* **TO DO**
Copy the rows from the first one through the line containing "10,0,1288,452", swapping "sky" for "horizon" and leaving everything else unchanged.

*** RAW RECORDS

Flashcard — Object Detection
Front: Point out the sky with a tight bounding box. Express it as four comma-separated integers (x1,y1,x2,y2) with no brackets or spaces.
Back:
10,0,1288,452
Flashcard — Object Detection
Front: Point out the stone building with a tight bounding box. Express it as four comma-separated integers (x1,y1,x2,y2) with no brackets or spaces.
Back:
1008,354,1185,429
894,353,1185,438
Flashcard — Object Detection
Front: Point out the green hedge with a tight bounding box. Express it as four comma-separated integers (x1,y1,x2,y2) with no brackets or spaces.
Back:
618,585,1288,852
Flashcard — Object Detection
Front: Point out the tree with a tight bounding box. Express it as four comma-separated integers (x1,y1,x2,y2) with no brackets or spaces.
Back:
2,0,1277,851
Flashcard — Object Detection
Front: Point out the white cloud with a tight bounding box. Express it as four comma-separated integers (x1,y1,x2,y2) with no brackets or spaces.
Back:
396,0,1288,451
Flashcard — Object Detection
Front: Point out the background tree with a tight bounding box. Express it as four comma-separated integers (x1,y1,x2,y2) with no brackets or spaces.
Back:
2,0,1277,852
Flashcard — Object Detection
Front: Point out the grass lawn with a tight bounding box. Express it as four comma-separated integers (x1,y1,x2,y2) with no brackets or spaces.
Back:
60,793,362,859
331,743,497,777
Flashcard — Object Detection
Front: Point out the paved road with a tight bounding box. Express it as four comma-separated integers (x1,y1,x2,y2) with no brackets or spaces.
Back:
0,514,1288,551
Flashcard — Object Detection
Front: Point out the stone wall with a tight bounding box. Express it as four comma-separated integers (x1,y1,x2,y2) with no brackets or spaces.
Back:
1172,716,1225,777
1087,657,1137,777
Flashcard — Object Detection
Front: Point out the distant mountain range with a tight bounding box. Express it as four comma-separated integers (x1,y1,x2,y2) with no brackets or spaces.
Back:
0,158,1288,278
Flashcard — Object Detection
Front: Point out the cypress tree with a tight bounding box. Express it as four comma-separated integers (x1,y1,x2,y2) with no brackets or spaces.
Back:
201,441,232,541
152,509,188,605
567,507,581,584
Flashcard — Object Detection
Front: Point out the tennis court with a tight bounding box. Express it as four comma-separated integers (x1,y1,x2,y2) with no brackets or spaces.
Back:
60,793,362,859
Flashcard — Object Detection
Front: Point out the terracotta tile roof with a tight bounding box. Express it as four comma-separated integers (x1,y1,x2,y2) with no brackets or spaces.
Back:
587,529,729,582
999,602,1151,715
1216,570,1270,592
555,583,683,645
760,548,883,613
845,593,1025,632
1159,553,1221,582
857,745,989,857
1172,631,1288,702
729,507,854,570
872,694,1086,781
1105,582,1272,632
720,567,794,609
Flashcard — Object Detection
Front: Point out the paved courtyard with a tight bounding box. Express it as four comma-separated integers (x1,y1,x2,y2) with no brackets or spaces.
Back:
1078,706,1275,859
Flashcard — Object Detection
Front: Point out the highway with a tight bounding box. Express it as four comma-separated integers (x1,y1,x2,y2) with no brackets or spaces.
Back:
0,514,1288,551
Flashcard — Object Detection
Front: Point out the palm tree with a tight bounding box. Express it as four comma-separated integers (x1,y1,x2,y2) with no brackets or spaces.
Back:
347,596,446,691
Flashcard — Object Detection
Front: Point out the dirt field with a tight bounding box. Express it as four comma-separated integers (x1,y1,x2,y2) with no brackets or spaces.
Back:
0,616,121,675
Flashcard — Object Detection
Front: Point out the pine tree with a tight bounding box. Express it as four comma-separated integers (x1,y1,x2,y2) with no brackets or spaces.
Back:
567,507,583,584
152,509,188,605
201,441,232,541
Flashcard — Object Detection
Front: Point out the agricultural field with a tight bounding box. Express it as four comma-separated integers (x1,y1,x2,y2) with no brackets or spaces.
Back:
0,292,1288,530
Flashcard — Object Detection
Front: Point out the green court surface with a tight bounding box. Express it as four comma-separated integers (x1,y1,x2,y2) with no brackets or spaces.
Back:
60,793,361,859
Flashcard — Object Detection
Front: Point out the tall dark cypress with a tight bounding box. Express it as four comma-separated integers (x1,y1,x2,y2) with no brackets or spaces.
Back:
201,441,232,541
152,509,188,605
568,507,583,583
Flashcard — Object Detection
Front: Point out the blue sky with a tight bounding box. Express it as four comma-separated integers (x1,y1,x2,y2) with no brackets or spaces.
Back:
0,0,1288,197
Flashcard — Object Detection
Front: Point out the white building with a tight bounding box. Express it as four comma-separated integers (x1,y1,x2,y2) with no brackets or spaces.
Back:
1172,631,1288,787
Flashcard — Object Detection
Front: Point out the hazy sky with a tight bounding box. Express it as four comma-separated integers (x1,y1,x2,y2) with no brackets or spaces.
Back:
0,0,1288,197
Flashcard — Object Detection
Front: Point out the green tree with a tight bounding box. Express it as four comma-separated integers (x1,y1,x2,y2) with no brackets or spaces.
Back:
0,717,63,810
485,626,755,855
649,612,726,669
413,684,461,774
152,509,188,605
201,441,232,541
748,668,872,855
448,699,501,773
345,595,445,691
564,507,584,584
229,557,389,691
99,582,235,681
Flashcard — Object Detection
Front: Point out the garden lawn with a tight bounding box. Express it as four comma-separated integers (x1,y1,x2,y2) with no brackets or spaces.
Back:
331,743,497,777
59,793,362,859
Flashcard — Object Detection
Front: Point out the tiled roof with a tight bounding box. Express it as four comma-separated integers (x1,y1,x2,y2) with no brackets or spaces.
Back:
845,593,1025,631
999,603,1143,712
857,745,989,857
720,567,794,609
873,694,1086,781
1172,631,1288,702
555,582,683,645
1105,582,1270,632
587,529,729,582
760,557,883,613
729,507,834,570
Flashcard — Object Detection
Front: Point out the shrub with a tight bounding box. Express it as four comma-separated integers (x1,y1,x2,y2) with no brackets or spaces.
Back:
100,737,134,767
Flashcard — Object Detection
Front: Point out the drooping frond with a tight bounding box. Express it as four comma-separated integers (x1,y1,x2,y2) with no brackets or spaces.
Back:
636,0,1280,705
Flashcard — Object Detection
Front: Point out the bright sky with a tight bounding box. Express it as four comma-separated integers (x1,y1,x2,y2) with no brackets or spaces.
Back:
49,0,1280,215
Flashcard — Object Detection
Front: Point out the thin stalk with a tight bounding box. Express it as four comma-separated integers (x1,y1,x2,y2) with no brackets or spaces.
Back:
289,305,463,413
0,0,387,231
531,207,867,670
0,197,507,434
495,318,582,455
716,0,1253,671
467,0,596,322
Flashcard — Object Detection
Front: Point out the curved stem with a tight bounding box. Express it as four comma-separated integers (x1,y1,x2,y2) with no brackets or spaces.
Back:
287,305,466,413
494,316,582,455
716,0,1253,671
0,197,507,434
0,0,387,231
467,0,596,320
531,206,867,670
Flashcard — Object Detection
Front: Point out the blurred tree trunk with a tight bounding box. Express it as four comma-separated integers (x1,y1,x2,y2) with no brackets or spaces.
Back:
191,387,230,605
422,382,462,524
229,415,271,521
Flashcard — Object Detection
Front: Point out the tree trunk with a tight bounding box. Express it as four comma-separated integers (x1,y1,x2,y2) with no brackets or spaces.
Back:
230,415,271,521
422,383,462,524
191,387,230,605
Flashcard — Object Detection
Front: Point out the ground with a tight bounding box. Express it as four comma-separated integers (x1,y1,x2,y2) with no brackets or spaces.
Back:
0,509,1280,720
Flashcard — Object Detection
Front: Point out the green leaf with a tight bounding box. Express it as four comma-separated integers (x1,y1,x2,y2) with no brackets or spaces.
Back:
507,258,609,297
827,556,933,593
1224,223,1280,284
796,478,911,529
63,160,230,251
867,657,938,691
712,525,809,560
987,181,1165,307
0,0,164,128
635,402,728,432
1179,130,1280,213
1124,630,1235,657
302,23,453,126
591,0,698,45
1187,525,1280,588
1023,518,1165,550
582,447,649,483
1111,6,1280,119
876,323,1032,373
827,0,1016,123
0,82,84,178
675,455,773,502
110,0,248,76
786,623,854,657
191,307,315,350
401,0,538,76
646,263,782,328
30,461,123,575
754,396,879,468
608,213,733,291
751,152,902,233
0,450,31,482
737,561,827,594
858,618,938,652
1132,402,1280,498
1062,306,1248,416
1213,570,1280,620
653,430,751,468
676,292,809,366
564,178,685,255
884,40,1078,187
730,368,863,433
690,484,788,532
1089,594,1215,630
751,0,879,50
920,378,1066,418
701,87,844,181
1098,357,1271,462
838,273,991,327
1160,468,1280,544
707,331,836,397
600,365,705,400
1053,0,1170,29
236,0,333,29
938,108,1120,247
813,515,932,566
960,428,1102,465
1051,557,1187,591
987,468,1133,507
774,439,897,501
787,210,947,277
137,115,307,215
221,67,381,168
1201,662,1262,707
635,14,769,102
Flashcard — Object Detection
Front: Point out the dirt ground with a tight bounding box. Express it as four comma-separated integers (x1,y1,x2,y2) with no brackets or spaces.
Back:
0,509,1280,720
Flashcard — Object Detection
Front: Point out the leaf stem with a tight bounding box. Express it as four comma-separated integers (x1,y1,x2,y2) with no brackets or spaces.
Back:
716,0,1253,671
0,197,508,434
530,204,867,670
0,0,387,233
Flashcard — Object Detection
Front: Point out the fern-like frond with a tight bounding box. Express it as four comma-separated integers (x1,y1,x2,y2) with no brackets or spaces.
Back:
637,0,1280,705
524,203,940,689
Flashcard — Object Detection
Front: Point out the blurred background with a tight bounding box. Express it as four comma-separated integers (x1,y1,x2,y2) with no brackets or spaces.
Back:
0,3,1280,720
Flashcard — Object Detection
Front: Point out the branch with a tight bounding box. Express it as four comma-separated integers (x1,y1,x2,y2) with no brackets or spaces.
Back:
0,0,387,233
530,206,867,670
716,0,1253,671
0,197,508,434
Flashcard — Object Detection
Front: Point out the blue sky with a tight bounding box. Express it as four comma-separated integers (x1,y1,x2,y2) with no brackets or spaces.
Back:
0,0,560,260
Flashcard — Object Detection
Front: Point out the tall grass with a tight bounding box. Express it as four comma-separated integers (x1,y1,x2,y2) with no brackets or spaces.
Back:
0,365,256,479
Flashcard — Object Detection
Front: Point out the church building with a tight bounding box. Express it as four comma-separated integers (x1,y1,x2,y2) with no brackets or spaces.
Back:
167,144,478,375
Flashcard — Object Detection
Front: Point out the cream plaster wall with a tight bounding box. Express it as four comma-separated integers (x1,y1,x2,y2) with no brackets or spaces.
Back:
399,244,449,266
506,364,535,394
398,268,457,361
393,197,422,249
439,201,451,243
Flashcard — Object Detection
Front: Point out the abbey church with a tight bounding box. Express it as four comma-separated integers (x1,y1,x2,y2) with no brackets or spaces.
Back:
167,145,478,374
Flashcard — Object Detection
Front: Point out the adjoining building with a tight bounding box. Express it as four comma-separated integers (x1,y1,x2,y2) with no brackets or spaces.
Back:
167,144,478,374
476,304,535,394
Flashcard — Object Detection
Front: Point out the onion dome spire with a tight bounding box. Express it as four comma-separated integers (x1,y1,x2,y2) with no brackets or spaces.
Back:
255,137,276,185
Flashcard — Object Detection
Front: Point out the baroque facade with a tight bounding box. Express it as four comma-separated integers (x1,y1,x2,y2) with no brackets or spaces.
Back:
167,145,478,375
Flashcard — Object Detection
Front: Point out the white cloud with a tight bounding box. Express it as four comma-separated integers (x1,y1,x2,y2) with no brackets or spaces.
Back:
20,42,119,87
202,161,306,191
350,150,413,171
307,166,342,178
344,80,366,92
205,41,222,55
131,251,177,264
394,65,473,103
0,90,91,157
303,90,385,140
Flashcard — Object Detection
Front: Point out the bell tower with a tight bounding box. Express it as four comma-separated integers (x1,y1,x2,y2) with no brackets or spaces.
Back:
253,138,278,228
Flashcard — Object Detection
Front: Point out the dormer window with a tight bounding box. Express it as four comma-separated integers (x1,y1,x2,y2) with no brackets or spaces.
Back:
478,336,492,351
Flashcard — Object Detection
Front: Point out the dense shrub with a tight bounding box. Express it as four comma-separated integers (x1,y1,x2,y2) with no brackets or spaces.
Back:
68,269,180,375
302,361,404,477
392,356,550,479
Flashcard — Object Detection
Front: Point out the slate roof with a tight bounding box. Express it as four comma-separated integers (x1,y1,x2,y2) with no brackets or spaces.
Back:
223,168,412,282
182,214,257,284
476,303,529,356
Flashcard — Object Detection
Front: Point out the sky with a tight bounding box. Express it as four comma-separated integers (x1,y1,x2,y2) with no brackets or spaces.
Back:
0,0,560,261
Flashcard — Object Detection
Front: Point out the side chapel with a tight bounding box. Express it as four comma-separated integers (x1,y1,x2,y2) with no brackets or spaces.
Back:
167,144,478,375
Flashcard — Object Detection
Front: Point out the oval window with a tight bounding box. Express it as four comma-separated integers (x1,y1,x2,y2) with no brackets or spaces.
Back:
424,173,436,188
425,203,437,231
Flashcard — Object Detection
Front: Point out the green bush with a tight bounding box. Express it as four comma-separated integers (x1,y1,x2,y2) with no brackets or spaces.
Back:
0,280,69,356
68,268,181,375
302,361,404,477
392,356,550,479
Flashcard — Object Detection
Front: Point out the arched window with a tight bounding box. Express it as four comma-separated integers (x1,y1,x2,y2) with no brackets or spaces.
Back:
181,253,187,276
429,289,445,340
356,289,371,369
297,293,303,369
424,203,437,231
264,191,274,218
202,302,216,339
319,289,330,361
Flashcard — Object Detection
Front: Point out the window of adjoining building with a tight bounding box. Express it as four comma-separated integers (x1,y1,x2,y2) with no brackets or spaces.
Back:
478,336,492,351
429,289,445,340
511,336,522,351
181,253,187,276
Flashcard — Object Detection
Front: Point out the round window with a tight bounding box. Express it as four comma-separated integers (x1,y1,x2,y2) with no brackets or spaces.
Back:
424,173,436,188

******

* **CORRECT ANSWER**
Flashcard — Object Detection
Front: Point out the horizon with a tight bounding box. Express it as four comma-separated integers (x1,y1,x2,y2) with no brackets or spaces.
Back:
10,0,1288,452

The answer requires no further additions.